▶ **Provided passage**
---*---

Yacon tubers consist mostly of water and carbohydrates. The water content is about 70% of fresh weight. Therefore, the energy value is low. The dry matter is composed of out of 40–70% of fructooligosaccharides. Inulin, a low-polymerization β(2-1)-oligosaccharide is the main fructooligosaccharide in yacon. These oligosaccharides are known to be nontoxic, non-digestible and sweet. There are also 15–40% simple sugars as sucrose, fructose and glucose. The most abundant minerals in yacon are calcium and potassium. In addition, yacon juice is rich in free essential amino acids.

Table 1: Chemical composition of yacon root
| Components % | Moscatto et al. | Lobo et al. | Riberio |
|---|---|---|---|
| Moisture | 7.49±0.17 | ND | 8.09±1.74 |
| Protein | 6.48±0.15 | 2.64±0.07 | 4.50±1.26 |
| Lipids | 0.31±0.01 | 0.61±0.02 | 0.67±0.19 |
| Ash | 3.56±0.02 | 3.85±0.06 | 2.88±0.13 |
| Insoluble fibre | ND | 7.85±0.17 | 11.79±0.36 |
| Carbohydrate | 82.16 | ND | ND |
| Calcium (mg/g) | ND | 0.83±0.01 | 0.22±0.40 |
| Magnesium (mg/g) | ND | 0.62±0.09 | 0.40±0.00 |

Dry basis

ND Not determined

Carbohydrate was estimated by the difference

Table 2: Carbohydrate composition of yacon root
| Carbohydrate % | Moscatto et al. | Lobo et al. | Habib et al. |
|---|---|---|---|
| Fructose | 4.13 | 13.51 | 26.00 |
| Glucose | 1.96 | 8.97 | 10.01 |
| Sucrose | 3.25 | 13.42 | 10.00 |
| FOS/fructans | ND | 55.33 | 52.00 |
| 1-kestose (GF2) | 8.19 | ND | ND |
| Nystose (GF3) | 5.36 | ND | ND |
| Fructofuranosyl-nistose (GF4) | 4.03 | ND | ND |

FOS Fructooligosaccharides

ND Not determined

===Special compounds===
Yacon tubers are rich in bioactive compounds, which occur naturally in both the leaves and the roots. Most of the beneficial effects reported from consumption of this tuberous plant result from the presence of such compounds.

The major antioxidative compounds in yacon are chlorogenic acid and L-tryptophan. Yacon contains also different phenolic compounds. The phenolic compounds enable epiphytic bacterial growth with very specific metabolic properties, inhibiting the attack of pathogens. Polyphenols found in yacon leaves and bark produce an acrid and astringent flavour, as well as impart a typical odour. Polyphenols are also substrates for the enzymatic browning of damaged tissues in yacon root, giving it a greenish or black colour due to a condensation reaction of polyphenol compounds with amino acids and the enzymatic polymerization of polyphenols.

== Uses ==
Generally, yacón is cultivated in different countries for food and medicinal use. Since 1960, cultivation has spread from South America to countries such as New Zealand and Japan.

---*---

Referring-expression pointing records:
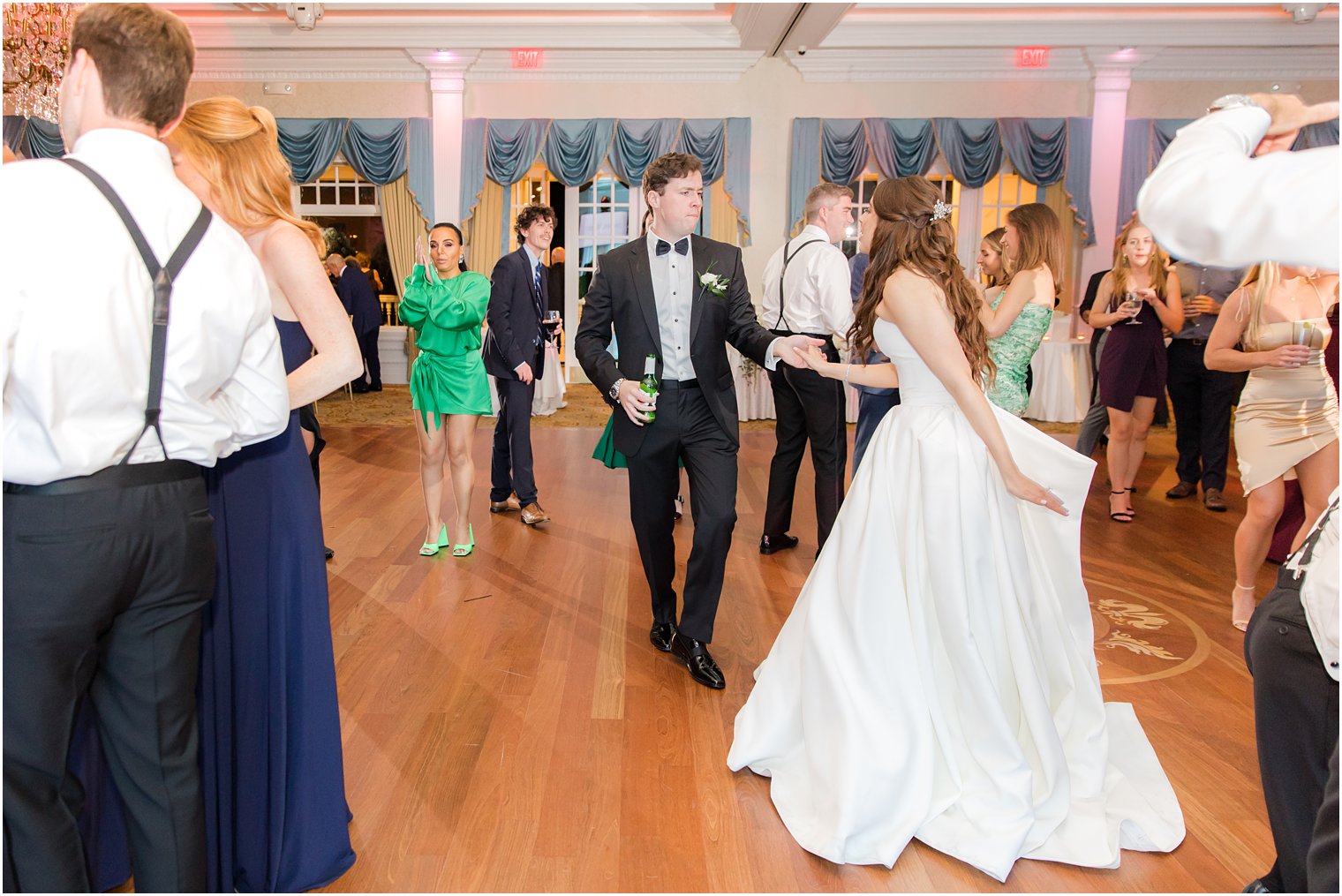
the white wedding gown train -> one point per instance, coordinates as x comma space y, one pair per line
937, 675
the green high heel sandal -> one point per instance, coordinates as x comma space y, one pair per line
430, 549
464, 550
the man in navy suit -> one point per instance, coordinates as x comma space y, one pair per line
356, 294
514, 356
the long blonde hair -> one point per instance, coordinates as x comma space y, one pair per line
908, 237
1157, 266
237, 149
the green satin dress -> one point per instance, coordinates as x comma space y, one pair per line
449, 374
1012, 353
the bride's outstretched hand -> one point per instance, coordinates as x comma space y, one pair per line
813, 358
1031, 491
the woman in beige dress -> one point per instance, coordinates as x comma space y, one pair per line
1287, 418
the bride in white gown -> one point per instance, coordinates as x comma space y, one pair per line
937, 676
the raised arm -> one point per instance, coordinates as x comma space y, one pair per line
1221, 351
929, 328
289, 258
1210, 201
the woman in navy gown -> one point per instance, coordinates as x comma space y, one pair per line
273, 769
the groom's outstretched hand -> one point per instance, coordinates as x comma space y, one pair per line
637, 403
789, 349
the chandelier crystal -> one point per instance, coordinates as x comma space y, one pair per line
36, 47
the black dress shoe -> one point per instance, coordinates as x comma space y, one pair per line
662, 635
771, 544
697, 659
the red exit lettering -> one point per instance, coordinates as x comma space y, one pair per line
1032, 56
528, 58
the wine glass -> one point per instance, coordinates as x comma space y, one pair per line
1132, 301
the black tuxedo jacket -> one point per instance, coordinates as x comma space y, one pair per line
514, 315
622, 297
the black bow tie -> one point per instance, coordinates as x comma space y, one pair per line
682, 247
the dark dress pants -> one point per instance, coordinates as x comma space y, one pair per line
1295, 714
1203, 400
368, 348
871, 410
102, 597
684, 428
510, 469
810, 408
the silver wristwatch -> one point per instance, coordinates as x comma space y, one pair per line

---*---

▶ **Exercise description**
Can you pick up the yacon text after its last sentence and carry it on? The records have nothing to do with this.

▶ **Written answer**
===Food and storage===
The tubers can be eaten raw, boiled, dehydrated, roasted or processed into beverages, jams, syrup, vinegar, flour, chips and juice. If they are eaten fresh, they are sweet and crunchy.

While usable-sized edible tubers develop fairly early in the season, they taste much sweeter after they have matured and have been exposed to some frost. After harvest, tubers left in the sun to harden taste much better than those eaten immediately.

The harvested tubers can be stored over several months, however the fructooligosaccharide content decreases over time. If the storage temperature keeps at 1 degree, the turnover from fructooligosaccharides to glucose, fructose and sucrose will also slow down.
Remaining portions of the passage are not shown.